--- BEGIN DATA EXCERPTS ---

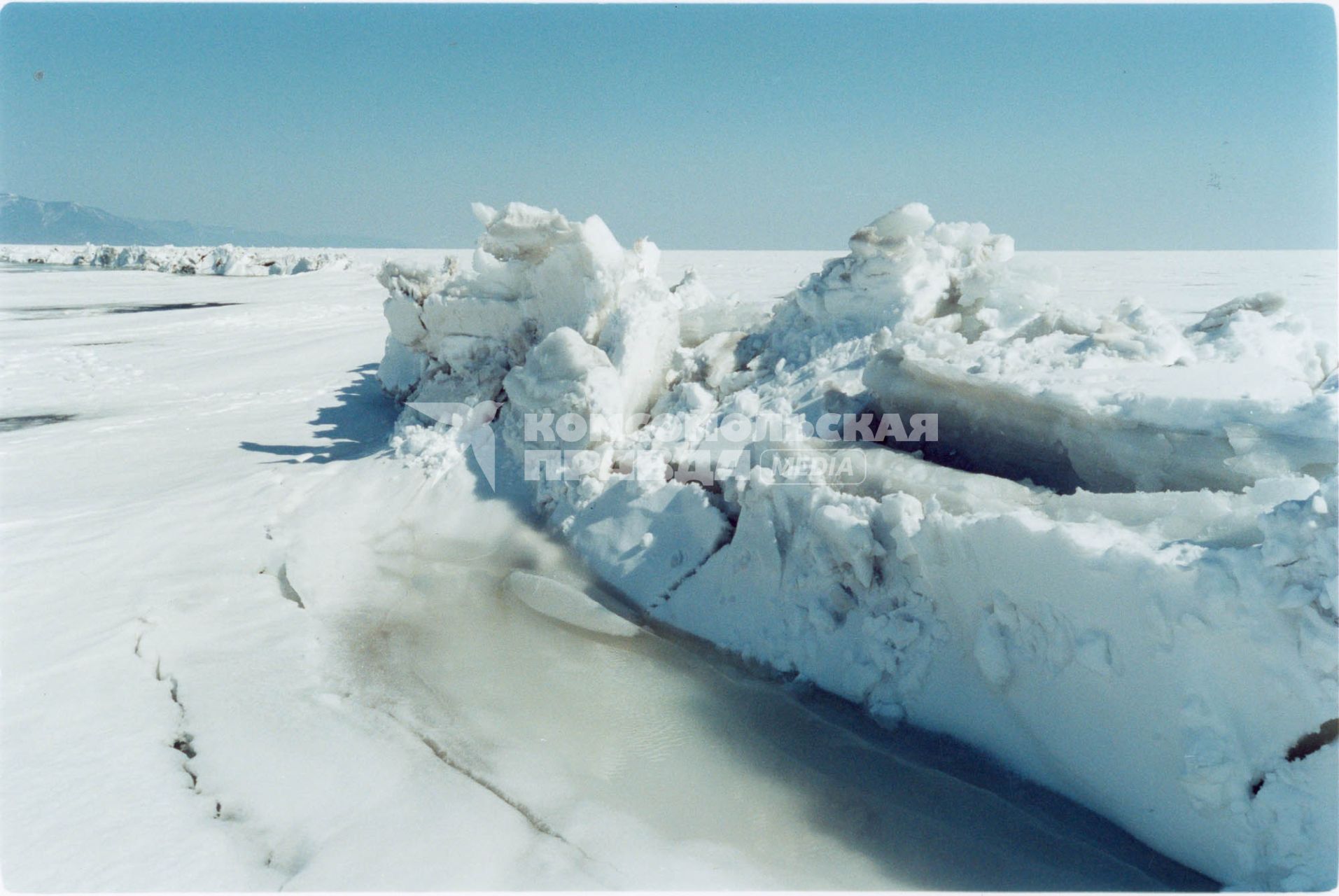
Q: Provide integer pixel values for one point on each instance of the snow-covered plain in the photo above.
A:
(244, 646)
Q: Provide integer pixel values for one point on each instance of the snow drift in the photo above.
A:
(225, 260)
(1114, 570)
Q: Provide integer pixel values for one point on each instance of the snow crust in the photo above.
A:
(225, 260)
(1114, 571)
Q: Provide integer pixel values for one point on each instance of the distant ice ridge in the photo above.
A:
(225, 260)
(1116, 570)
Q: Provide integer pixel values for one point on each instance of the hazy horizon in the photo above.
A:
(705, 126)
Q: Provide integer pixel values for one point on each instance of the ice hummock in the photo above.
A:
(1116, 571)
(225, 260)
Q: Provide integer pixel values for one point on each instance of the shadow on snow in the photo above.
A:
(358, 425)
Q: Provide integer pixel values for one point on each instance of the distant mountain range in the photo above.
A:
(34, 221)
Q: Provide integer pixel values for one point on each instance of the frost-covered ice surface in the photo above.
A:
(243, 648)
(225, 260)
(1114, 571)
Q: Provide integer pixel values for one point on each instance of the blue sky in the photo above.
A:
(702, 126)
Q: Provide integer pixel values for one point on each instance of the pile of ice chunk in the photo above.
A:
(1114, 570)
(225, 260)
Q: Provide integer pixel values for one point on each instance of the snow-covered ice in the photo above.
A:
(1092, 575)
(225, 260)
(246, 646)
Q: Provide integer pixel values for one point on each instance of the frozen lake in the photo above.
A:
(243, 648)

--- END DATA EXCERPTS ---
--- BEGIN DATA EXCERPTS ---

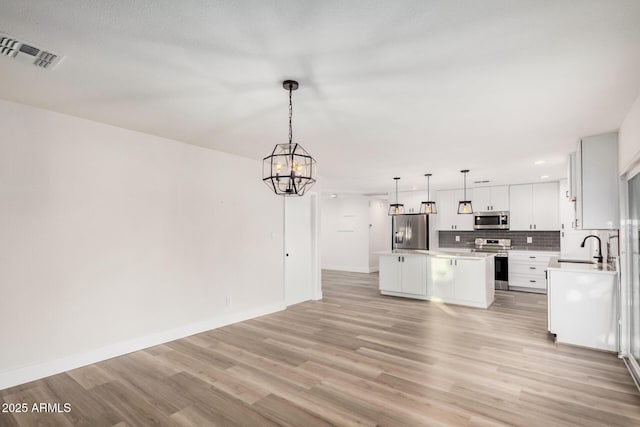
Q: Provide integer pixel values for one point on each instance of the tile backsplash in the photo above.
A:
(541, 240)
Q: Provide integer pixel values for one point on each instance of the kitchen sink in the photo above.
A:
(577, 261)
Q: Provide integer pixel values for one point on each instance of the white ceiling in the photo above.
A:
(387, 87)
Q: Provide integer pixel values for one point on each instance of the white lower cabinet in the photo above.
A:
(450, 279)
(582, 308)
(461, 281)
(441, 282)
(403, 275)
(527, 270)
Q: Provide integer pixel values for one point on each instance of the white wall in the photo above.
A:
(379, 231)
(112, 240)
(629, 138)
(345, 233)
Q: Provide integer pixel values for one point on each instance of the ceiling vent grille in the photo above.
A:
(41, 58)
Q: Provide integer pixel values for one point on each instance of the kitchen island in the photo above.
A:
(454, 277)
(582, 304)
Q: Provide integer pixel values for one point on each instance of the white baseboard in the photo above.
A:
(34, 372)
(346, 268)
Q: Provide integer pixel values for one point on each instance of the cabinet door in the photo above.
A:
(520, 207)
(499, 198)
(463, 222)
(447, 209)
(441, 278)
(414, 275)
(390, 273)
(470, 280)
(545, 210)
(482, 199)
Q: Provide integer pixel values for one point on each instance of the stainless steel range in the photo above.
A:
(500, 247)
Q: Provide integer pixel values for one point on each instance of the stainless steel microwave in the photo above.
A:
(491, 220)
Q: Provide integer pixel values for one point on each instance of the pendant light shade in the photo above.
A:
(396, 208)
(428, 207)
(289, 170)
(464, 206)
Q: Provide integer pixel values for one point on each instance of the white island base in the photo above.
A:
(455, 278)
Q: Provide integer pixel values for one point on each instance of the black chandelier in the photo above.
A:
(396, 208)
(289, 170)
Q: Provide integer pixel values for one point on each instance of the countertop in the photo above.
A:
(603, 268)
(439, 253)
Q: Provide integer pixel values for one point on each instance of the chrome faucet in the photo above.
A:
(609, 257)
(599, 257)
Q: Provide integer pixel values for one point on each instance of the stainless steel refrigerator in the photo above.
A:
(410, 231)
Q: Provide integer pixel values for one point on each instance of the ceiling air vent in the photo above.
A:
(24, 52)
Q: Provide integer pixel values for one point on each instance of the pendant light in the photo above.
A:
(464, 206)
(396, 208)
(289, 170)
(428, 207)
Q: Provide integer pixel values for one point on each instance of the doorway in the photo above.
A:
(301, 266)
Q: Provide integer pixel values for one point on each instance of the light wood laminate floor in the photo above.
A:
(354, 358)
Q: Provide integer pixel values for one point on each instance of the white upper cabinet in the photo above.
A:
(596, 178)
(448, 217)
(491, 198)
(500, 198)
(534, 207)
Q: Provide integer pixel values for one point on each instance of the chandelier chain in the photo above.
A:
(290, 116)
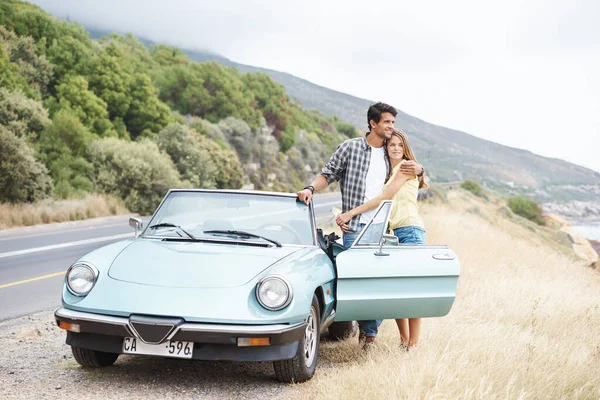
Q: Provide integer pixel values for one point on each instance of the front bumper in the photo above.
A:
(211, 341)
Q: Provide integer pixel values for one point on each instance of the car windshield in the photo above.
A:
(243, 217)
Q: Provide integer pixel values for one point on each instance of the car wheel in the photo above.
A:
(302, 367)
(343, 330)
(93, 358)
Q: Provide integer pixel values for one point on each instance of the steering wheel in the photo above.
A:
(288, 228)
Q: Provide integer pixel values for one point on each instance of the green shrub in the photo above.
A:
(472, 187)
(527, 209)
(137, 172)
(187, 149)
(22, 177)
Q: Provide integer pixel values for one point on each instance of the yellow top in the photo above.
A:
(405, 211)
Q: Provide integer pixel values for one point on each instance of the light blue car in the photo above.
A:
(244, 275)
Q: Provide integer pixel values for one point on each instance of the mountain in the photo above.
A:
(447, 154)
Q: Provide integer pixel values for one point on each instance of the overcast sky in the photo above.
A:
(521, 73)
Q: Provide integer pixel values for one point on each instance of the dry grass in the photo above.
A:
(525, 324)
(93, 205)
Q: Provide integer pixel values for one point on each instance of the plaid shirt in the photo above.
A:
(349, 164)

--- END DATA EXCERPTS ---
--- BEGIN DATA EXCERPTS ---

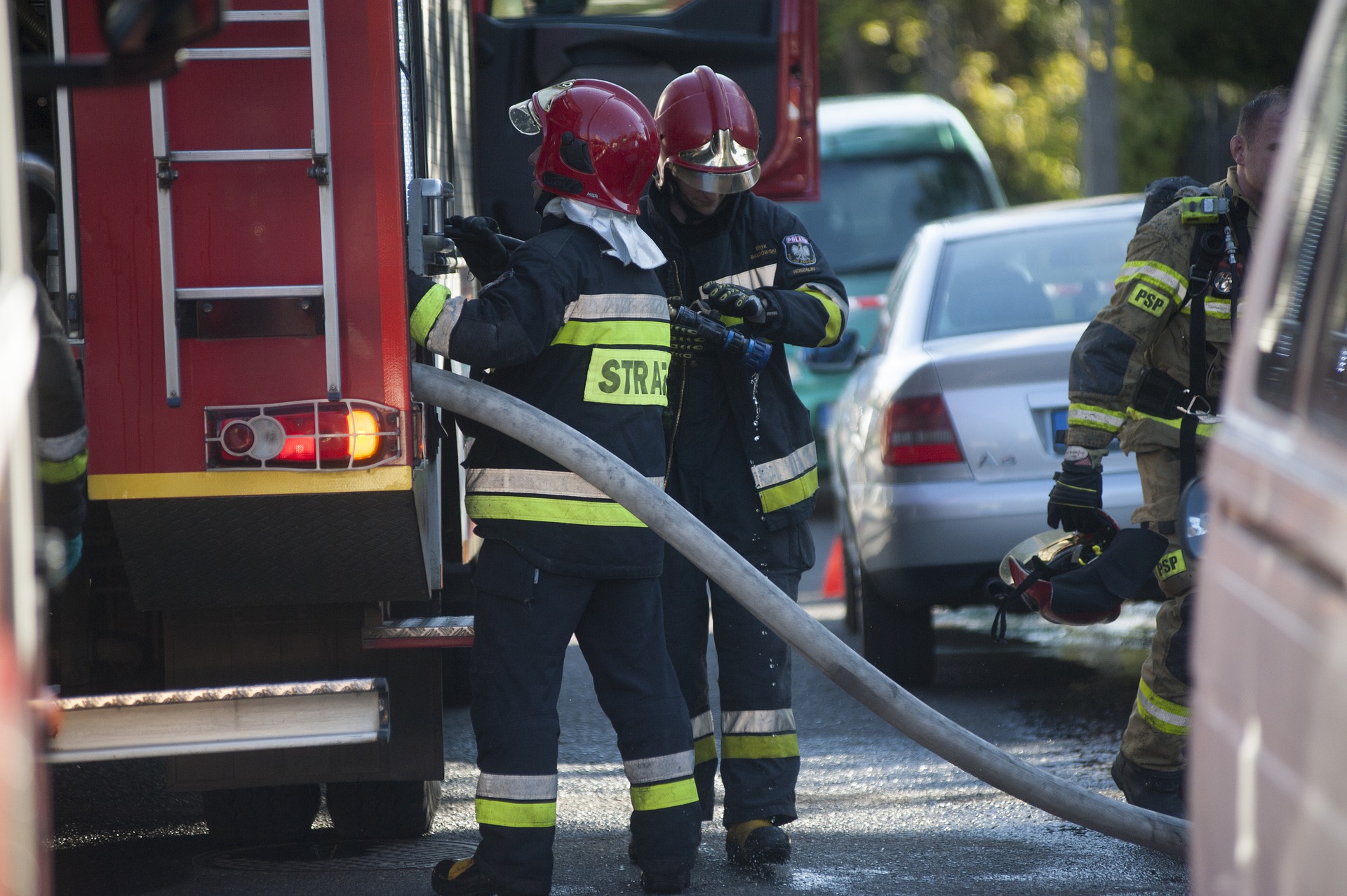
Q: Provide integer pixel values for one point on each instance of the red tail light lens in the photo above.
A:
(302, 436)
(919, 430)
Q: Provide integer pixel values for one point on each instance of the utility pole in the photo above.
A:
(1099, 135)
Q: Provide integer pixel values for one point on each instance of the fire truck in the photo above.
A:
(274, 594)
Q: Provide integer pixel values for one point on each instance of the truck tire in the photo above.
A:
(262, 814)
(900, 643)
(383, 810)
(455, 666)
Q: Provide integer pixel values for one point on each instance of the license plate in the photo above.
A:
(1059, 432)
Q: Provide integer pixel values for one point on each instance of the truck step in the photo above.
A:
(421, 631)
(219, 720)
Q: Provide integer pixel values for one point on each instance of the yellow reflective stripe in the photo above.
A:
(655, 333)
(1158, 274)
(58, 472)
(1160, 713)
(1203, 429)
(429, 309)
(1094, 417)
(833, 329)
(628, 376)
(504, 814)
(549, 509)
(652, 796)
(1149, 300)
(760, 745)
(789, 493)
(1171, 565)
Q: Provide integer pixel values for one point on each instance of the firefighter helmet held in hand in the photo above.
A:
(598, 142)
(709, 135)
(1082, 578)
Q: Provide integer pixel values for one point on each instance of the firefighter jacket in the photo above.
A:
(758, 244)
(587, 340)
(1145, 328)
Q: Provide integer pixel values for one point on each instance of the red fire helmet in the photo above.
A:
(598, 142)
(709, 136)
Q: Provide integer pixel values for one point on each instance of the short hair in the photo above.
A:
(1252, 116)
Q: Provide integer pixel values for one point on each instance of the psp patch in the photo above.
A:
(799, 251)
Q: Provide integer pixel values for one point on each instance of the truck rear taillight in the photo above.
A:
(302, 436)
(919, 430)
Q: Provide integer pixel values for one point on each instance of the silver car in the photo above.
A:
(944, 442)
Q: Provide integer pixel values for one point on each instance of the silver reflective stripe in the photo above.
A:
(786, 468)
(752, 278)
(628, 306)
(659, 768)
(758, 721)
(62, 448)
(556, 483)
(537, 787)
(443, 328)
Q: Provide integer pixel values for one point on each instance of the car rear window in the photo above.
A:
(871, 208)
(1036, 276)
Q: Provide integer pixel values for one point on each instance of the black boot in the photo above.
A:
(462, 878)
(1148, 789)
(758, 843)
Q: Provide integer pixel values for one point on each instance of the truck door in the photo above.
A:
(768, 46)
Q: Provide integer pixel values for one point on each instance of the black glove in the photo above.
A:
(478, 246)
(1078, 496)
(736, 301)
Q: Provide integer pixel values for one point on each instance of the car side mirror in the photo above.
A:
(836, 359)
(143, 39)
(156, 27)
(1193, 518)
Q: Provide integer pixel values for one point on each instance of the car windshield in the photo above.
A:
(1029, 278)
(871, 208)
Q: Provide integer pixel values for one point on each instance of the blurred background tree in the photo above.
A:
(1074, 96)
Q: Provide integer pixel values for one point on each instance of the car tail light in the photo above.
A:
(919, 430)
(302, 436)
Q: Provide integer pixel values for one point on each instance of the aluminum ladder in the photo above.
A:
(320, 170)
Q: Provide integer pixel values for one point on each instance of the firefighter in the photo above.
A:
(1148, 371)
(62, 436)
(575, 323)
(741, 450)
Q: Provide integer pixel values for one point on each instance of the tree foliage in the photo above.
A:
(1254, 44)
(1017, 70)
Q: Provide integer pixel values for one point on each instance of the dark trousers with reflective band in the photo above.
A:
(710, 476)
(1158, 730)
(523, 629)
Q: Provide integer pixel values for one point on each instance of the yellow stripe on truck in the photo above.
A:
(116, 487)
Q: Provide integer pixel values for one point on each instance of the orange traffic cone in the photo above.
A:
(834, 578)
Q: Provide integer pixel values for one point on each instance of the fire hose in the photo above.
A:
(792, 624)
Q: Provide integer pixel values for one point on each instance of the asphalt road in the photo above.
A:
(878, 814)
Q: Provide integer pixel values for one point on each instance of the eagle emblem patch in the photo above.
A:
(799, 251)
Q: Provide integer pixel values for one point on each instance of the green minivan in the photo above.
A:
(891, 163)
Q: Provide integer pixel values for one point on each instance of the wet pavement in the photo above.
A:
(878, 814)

--- END DATA EXCERPTS ---

### TASK OBJECTIVE
Rewrite the stretch of material from the line containing "taillight in the photo above." through the line containing "(1036, 276)", switching "silver" to "gray" and keeping everything else the same. Give only those lines.

### SOLUTION
Q: Provide integer pixel values for one point on each instance of the truck rear taillight in the photo above.
A:
(302, 436)
(919, 430)
Q: Provide integer pixel values for one point on each instance of the gray car in the photo above.
A:
(944, 442)
Q: Provide integer pixel values for one point on each instance of the gray reflective stripe in the photo above.
A:
(786, 468)
(752, 278)
(628, 306)
(659, 768)
(758, 721)
(62, 448)
(556, 483)
(537, 787)
(443, 328)
Q: Provide integer pixel values for one point on each instance of the car rear window in the photo above.
A:
(871, 208)
(1036, 276)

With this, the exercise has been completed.